### What you should do
Quote the lines below word for word, leaving out the pictures.

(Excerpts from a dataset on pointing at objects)
------------------------
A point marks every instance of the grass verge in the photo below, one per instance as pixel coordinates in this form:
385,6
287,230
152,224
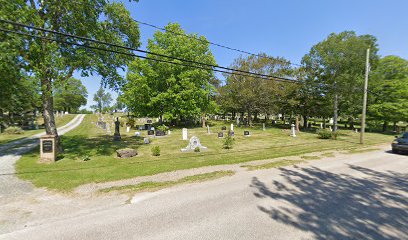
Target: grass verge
276,164
155,186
------------------------
### Reply to the exercise
A point marks every instance of the grass verge in the photo below, one per instance as pixel coordinates in this form:
385,6
287,230
152,224
Target: grass verge
276,164
155,186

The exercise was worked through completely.